> **Aim of the exercise**
Quote the records below word for word, starting at the beginning and going on through the line that contains "point(486, 118)", with that line included. Leave the pictures out of your answer.

begin Data provided

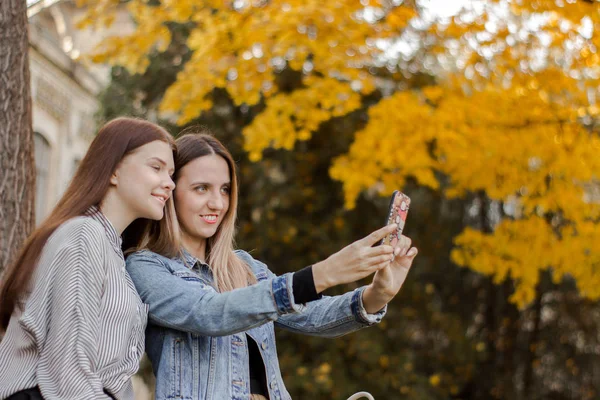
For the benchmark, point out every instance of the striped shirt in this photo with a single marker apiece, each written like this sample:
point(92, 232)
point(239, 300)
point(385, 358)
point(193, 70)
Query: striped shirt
point(82, 327)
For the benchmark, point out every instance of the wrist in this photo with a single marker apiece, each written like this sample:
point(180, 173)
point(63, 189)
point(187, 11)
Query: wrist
point(321, 276)
point(374, 299)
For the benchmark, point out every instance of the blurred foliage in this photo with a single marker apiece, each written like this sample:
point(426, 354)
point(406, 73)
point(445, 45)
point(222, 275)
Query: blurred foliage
point(486, 118)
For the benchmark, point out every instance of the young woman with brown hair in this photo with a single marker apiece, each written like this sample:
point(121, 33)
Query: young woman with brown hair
point(73, 323)
point(213, 309)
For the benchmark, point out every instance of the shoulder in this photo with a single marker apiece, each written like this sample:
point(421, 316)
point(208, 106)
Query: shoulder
point(76, 247)
point(147, 258)
point(80, 229)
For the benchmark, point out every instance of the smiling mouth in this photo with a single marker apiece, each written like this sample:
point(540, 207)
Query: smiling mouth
point(211, 219)
point(162, 199)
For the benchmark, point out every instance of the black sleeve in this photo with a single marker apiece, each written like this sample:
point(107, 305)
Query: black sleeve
point(303, 286)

end Data provided

> **Answer for the task**
For the benchmark, point out every instance of the striped shirt in this photo with a single marker apiece, each written like this sample:
point(92, 232)
point(239, 300)
point(385, 358)
point(193, 70)
Query: striped shirt
point(82, 327)
For the benchmark, point out every instance of the wrist in this photo with a single marker apiece, each written like this sample:
point(180, 173)
point(63, 189)
point(187, 11)
Query: wrist
point(321, 276)
point(374, 299)
For the benchmark, point out every instance of the blurred foliage in this photo with a single marker apiece, each written like this sample:
point(426, 354)
point(406, 73)
point(445, 45)
point(222, 275)
Query: blurred foliage
point(486, 118)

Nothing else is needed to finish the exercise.